When the line with "Format — one point per instance, like (729,151)" appears below, start repeating lines exactly, and keep going through the line with "Format — one point per instance, like (629,139)"; add nothing outside that span.

Collected data entries:
+++++
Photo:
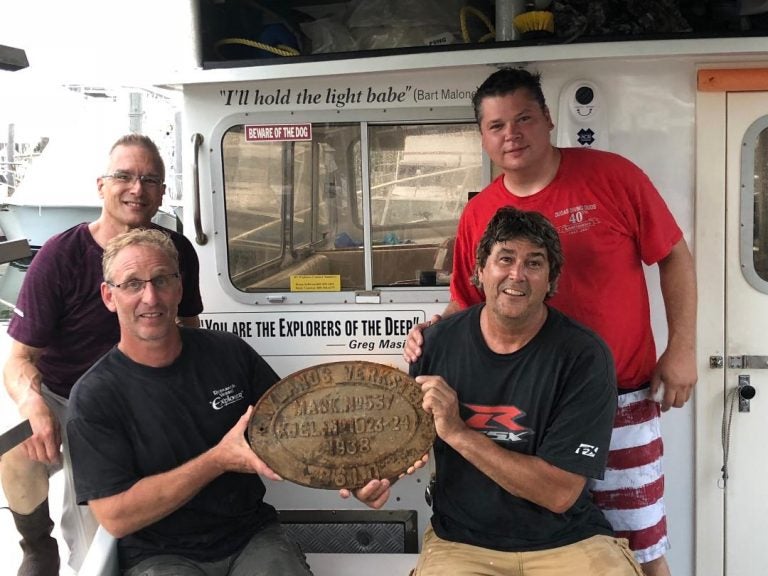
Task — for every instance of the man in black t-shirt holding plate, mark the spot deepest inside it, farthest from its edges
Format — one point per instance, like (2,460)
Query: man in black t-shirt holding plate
(523,400)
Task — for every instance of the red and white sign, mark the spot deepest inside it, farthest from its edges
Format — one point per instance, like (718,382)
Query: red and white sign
(278,132)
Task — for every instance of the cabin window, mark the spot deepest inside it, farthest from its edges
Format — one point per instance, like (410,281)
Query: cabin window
(314,209)
(754,205)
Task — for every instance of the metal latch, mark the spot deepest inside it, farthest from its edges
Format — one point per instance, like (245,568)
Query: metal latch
(748,362)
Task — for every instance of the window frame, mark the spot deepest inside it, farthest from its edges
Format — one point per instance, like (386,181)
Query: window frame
(365,118)
(747,204)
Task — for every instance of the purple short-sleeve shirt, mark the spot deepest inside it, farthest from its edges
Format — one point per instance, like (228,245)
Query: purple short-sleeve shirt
(60,309)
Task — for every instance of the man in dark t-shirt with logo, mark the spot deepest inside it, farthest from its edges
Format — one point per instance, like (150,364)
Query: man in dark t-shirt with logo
(523,400)
(59,328)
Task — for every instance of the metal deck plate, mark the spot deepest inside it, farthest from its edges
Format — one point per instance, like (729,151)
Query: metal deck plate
(341,424)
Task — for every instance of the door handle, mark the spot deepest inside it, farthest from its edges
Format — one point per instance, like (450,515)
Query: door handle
(746,392)
(748,361)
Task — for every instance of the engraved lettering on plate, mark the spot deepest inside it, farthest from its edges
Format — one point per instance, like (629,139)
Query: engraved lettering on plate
(341,424)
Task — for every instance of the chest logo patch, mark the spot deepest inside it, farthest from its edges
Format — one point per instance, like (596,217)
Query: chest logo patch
(499,423)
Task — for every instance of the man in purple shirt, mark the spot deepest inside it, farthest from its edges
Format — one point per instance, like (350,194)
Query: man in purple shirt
(60,327)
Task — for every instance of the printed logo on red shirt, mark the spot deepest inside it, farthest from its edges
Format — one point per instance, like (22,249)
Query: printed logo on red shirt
(499,423)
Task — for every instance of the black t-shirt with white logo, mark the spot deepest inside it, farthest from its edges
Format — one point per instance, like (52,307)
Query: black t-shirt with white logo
(555,398)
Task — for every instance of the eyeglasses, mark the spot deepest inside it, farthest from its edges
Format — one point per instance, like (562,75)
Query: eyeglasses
(129,179)
(136,286)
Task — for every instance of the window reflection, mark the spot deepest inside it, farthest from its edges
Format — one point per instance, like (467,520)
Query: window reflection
(297,207)
(760,238)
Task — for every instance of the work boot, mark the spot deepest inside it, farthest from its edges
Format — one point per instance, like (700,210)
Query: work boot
(41,552)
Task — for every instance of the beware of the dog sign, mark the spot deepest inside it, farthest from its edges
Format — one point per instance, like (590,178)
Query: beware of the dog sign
(278,132)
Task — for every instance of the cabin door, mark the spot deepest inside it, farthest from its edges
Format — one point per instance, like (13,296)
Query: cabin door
(746,334)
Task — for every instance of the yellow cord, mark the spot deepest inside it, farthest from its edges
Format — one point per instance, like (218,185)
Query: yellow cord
(280,49)
(466,10)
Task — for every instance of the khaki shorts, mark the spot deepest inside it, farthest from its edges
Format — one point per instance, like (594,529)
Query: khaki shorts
(601,555)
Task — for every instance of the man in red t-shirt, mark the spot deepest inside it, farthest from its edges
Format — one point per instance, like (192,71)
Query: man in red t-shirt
(611,221)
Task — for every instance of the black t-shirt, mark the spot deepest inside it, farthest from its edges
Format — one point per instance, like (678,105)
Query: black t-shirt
(554,398)
(127,421)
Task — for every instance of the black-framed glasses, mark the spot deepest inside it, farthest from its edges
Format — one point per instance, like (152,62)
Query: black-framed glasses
(136,286)
(129,179)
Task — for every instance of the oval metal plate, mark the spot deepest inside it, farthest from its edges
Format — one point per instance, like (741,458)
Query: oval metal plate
(341,424)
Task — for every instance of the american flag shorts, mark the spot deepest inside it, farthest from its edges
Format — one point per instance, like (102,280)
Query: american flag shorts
(631,495)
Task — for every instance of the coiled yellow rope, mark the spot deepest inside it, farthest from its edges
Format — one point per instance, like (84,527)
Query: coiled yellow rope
(470,10)
(280,49)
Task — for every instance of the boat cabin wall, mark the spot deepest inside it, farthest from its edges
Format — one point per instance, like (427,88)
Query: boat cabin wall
(642,109)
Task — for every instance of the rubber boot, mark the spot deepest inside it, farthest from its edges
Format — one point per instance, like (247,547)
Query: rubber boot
(41,552)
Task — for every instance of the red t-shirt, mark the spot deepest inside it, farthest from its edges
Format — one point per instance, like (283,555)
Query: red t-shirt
(611,220)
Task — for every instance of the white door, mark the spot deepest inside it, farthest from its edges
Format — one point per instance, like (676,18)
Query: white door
(746,333)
+++++
— Response below —
Format — one point per instance, like (729,151)
Query: metal deck plate
(341,424)
Task — for every instance of the door handle, mark the spot deepest inside it, farthest from its edges
Format — one point per instance, like (450,515)
Query: door handle
(746,392)
(748,361)
Task — for every instance of the engraved lettering on plate, mark the spot deepest inside it, farthest from its edges
Format — one point per instance, like (629,139)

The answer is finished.